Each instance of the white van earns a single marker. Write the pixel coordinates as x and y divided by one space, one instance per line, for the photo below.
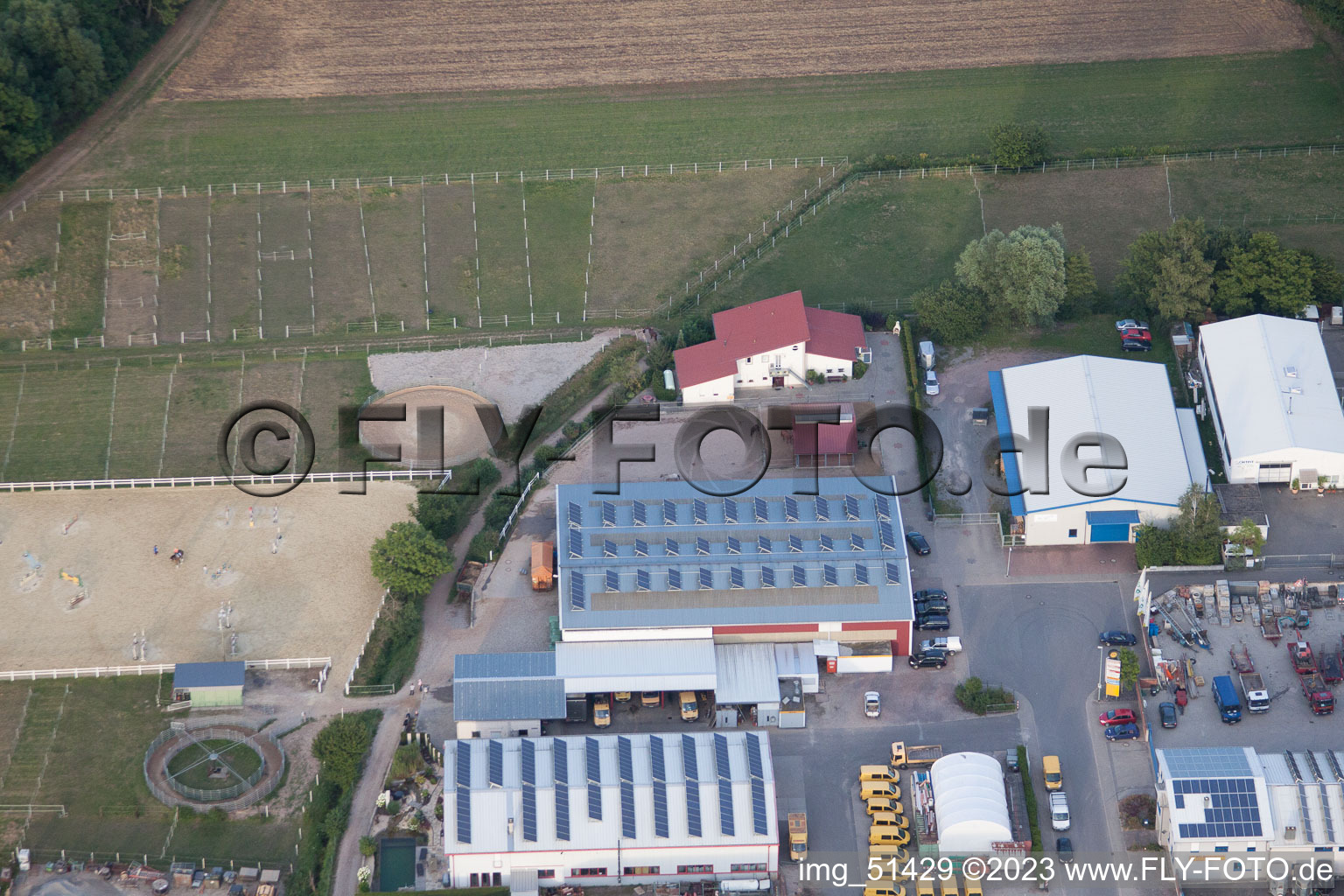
1060 810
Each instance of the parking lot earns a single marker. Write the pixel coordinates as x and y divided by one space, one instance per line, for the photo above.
1289 723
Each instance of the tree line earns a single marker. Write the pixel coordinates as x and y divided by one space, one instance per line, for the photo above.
60 60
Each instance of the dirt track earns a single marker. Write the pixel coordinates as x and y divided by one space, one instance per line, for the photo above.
331 47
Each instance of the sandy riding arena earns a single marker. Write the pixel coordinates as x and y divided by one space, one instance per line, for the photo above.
331 47
80 577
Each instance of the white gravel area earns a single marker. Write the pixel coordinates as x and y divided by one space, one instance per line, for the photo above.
512 376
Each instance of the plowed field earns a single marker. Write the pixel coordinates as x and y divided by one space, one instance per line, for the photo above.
340 47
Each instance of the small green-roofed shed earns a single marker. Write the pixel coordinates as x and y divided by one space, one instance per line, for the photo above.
208 684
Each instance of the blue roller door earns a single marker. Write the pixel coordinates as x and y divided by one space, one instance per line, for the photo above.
1110 526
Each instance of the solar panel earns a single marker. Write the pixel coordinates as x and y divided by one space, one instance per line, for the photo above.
760 822
756 766
529 813
628 828
657 762
464 816
887 536
561 760
594 763
626 758
660 808
496 770
464 765
730 511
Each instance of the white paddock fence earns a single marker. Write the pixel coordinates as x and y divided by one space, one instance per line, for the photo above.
185 481
160 668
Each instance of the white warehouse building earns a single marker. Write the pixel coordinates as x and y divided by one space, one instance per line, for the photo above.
1273 399
612 808
1126 401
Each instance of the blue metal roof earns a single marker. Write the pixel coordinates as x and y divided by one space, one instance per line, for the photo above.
1005 444
1112 517
208 675
691 577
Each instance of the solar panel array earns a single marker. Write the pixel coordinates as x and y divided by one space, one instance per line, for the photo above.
626 765
496 771
561 758
1233 808
660 788
721 766
594 763
690 765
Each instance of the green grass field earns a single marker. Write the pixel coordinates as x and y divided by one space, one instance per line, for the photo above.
92 762
1198 102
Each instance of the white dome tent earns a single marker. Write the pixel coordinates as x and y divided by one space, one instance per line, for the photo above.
970 805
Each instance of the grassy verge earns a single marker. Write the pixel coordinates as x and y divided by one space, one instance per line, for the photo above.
1188 103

________________________

▸ **Activity**:
Output the data exactly as it appears. The pictures do not belong in it.

▸ **Reply to the task**:
Each instance of the white van earns a single marker. Write the pixel coordinates as x and y divided by one space, one instance per line, for the photo below.
1060 810
Each instance of the parking lot earns a single marker. Write the pixel coordinates as x and y divided by one space, one instance per line, for the photo above.
1289 723
Each instance of the tree line earns a single marker. Write the pixel coordinates as x and y divided by one space, one instance per line, for the photo above.
60 60
Each instance of the dirt track earns a single marker. Write the pixel coordinates as x and y divided by one space, one instance per line, for the photo above.
331 47
Each instance of the sandy riding arena earns a single marker. Write the pixel coordinates as x and y divided by one space, one instance per line, for the photo above.
331 47
80 577
Each instance of the white gravel area earns a single marker. Write the pixel coordinates as x and y divided by one space, one instance per line, for the photo above.
512 376
Each instance of the plowed field earns a single marker. Write the pixel coordinates as x and y divided by one space, one instance per line, for the photo above.
340 47
Each instance of the small green-roofed shed earns a single marker. Write the pixel coordinates as x and y divided by one space, one instance per line, for the photo above.
208 684
Each instance of the blue roller door earns a single marker. Write the pixel coordinates as x and y divided by one space, one instance per line, for the photo above.
1110 526
Each instance of the solar panel earns a single marker. Write the pixel coordinates as x and y divided by one space, one instance per line, for the photo above.
760 822
756 766
529 813
628 828
657 762
464 816
887 536
561 760
594 763
626 758
660 808
496 770
464 765
730 511
Each instance of the white paddock fence earns a single marker. Write the pixel coordinates as x and y divided by one space, one instance per line, for the photo above.
185 481
160 668
Each instance of the white warehouse building earns a single marker. Write the pixel coordinates as x and y divided by one space, one instance per line, for the photo above.
1273 399
612 808
1126 401
Each instance of the blue metal roof earns a single marker. Write the pixel coordinates as x and y divided by one space, one instance per line, for the photo above.
1005 444
1112 517
208 675
691 577
Each instance of the solar panel array earns a single marker. Write the pixel coordinates as x and y divided by one space, one instance per line, for the photo above.
626 765
496 771
561 758
1233 808
660 788
721 766
594 763
690 765
Each instance of the green grass field earns a single marker. Write the pixel coordinates as x and y divided by one space, one instance per line, for the photo above.
92 762
1198 102
Each instance of the white dome tent earns a single marker. Write the pixel coordinates as x and y divided by one space, one instance per line, for the photo above.
970 805
Each instance of the grassy verge earns a single marker. Write the pixel coordinates as x and y divided by one space, one instance per line, for the photo above.
1188 103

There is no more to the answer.